• [TEXTE FOURNI]:
------------------------

On ne peut certes que reconnaître l’intérêt d’approfondir cette concertation au sein des instances représentatives que sont la Conférence nationale de santé ou les conseils territoriaux de
santé. La concertation sur les besoins de santé, institutionnalisée au sein des instances de démocratie sanitaire, pourra ici être analysée en tant qu’instrument de l’action publique, qui
engendre à la fois des effets cognitifs (produire un cadre d’analyse partagé) et des effets d’agrégation (unifier un réseau, porteur de ce que Michel Callon a appelé des activités de
traduction entre acteurs hétérogènes). Mais il s’agit ici de concertation entre représentants, inscrits dans des logiques d’appropriation de l’outil, non de délibération citoyenne.

------------------------

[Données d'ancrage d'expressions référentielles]
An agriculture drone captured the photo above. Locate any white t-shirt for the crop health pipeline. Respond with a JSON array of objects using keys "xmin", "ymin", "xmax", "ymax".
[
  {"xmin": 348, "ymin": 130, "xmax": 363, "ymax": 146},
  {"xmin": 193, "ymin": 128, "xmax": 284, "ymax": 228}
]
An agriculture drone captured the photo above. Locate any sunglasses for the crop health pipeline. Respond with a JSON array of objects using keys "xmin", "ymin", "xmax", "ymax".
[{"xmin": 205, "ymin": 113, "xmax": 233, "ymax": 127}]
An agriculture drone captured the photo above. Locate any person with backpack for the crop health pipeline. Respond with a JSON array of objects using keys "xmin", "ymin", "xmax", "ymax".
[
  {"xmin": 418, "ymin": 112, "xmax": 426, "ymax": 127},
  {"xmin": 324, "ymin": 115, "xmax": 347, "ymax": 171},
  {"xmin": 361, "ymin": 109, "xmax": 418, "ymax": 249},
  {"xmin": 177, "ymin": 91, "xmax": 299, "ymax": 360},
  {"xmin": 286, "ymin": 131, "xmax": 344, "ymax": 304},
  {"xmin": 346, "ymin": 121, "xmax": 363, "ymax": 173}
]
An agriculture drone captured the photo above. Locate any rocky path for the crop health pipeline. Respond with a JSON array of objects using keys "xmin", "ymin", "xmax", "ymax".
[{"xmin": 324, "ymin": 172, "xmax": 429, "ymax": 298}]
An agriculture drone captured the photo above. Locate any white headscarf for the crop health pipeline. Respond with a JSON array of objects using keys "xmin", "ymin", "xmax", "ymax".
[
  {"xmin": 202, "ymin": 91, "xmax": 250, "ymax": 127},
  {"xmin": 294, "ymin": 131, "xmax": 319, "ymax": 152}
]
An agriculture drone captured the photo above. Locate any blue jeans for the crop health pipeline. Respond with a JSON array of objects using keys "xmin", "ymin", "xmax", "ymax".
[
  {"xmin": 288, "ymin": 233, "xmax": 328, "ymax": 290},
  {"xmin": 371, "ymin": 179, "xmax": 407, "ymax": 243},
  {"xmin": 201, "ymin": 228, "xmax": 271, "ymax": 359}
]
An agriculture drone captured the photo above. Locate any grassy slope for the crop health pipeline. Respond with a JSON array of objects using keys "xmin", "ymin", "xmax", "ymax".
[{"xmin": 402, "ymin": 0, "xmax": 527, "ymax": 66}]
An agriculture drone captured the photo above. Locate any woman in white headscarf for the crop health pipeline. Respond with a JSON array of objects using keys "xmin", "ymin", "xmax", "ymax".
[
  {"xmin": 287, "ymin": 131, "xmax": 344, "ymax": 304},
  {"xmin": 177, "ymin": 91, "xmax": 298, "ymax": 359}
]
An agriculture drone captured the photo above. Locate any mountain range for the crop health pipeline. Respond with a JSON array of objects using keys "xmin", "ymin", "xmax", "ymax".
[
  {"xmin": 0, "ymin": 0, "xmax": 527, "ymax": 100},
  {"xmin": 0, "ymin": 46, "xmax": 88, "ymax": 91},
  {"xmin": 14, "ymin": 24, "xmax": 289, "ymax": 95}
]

------------------------

• [LISTE DES TÂCHES]:
A - Répondez aux questions suivantes d'après le passage sur la concertation en santé, en une ligne chacune.
(i) Quelles instances représentatives le passage cite-t-il ?
(ii) Quels deux types d'effets la concertation engendre-t-elle comme instrument de l'action publique ?
(iii) De quoi ne s'agit-il pas, selon la dernière phrase ?
B - Recopiez fidèlement le passage sur la concertation en santé, depuis « On ne peut certes » jusqu'à « de délibération citoyenne. ».

• [RÉSULTATS ATTENDUS]:
A -
(i) La Conférence nationale de santé et les conseils territoriaux de santé.
(ii) Des effets cognitifs et des effets d'agrégation.
(iii) De délibération citoyenne.

B -
On ne peut certes que reconnaître l’intérêt d’approfondir cette concertation au sein des instances représentatives que sont la Conférence nationale de santé ou les conseils territoriaux de
santé. La concertation sur les besoins de santé, institutionnalisée au sein des instances de démocratie sanitaire, pourra ici être analysée en tant qu’instrument de l’action publique, qui
engendre à la fois des effets cognitifs (produire un cadre d’analyse partagé) et des effets d’agrégation (unifier un réseau, porteur de ce que Michel Callon a appelé des activités de
traduction entre acteurs hétérogènes). Mais il s’agit ici de concertation entre représentants, inscrits dans des logiques d’appropriation de l’outil, non de délibération citoyenne.